• [WRITTEN TASK]: Write out every record below exactly as it appears.

## BEGIN PROVIDED RECORDS

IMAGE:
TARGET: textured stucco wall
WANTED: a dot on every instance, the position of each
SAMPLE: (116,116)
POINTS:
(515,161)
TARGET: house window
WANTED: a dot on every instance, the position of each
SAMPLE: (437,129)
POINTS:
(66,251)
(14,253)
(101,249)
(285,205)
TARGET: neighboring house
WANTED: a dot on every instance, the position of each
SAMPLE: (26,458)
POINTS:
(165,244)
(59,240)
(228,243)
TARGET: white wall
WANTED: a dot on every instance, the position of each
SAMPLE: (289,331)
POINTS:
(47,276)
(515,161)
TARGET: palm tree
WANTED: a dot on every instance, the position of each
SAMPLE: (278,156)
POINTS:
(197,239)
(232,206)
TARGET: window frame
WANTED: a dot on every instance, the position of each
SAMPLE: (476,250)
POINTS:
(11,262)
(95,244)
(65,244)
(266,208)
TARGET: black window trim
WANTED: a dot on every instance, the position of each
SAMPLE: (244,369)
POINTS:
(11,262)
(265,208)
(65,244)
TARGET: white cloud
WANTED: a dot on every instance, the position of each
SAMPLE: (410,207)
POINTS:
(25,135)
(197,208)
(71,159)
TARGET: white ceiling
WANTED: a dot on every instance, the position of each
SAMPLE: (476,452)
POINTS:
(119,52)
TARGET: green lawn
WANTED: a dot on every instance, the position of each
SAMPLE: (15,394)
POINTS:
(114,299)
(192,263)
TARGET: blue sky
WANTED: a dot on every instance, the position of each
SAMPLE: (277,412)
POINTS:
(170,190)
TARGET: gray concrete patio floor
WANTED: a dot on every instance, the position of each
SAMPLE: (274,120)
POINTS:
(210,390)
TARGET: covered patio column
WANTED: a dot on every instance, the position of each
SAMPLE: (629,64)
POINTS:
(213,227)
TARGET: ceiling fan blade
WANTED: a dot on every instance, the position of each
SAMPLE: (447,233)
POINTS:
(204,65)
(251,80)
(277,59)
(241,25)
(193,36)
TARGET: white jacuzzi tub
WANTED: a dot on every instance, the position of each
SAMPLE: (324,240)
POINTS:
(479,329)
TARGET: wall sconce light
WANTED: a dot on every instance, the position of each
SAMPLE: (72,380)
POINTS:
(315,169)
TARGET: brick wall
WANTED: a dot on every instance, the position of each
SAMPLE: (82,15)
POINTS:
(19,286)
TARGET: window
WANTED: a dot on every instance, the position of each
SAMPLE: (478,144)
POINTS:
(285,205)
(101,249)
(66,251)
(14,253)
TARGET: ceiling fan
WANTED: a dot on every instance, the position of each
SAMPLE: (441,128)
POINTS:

## END PROVIDED RECORDS

• [RIGHT ANSWER]:
IMAGE:
TARGET: textured stucco wall
WANTED: a dot on every instance, the position of each
SAMPLE: (116,116)
POINTS:
(515,161)
TARGET: house window
WANTED: a dot on every instance, the position of each
SAMPLE: (437,129)
POINTS:
(66,251)
(14,253)
(101,249)
(285,205)
TARGET: neighboring house
WANTED: a dot on every instance, the position of each
SAMPLE: (26,458)
POINTS:
(165,244)
(59,240)
(228,243)
TARGET: white wall
WANTED: a dot on every instance, the position of each
SAMPLE: (289,331)
POINTS:
(47,276)
(515,161)
TARGET: palm tree
WANTED: a dot on every instance, the position of each
SAMPLE: (278,156)
POINTS:
(197,239)
(232,206)
TARGET: window frame
WANTED: a dot on every instance, the position of each
SAMPLE: (476,250)
POINTS:
(11,262)
(95,244)
(65,244)
(266,208)
TARGET: black window trim
WANTED: a dot on every instance, the position of each
SAMPLE: (244,369)
POINTS:
(11,262)
(265,208)
(65,244)
TARGET: white cloud
WANTED: a dot on every instance, the position of each
SAMPLE: (410,207)
POINTS:
(25,135)
(197,208)
(71,159)
TARGET: white ceiling
WANTED: a dot on every instance, the position of each
SAMPLE: (476,452)
POINTS:
(119,52)
TARGET: green lawn
WANTED: a dot on every instance, the position of each
SAMPLE: (15,394)
POINTS:
(114,299)
(192,263)
TARGET: blue sky
WANTED: a dot on every instance, the position of each
SAMPLE: (277,412)
POINTS:
(170,190)
TARGET: gray concrete patio floor
WANTED: a dot on every instance, the position of each
SAMPLE: (274,120)
POINTS:
(210,390)
TARGET: covered patio column
WANTED: a dot on every instance, the position of each
SAMPLE: (629,64)
POINTS:
(213,227)
TARGET: ceiling fan blade
WANTED: a dot on every instance, the position of each
SAMPLE: (447,233)
POINTS:
(204,65)
(251,80)
(277,59)
(241,25)
(193,36)
TARGET: white jacuzzi tub
WANTED: a dot on every instance, the position of each
SAMPLE: (324,240)
POINTS:
(479,329)
TARGET: wall sconce light
WANTED: a dot on every instance, the position of each
SAMPLE: (72,380)
POINTS:
(315,169)
TARGET: brick wall
WANTED: a dot on every instance, the position of each
SAMPLE: (82,15)
POINTS:
(19,286)
TARGET: window
WANTED: a dot on every instance, the position of each
SAMPLE: (478,144)
POINTS:
(285,205)
(101,249)
(66,251)
(14,253)
TARGET: ceiling fan
WANTED: a dot on every instance, the position of each
SAMPLE: (441,128)
POINTS:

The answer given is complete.